Given data:

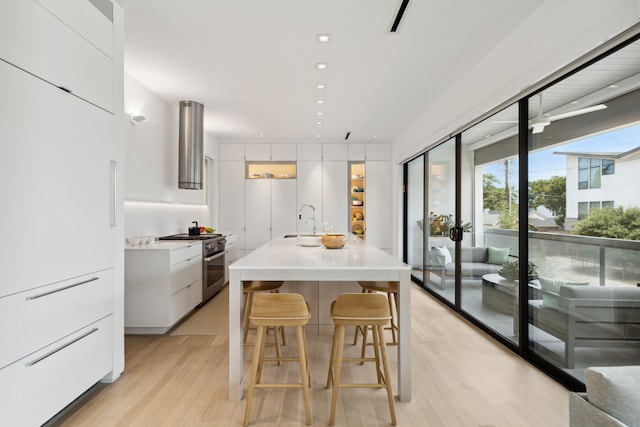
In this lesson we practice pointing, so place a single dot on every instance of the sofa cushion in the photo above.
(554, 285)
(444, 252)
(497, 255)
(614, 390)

What is needed: Rewrite the data above, replacing "sofa cushion" with "couch cushion" and keeping everything else the same. Omit the pictures from your answer.

Written response:
In this lesson we practice pointing, so place a single dot on every instance of the couch cushion in the photo above.
(554, 285)
(444, 252)
(497, 255)
(614, 390)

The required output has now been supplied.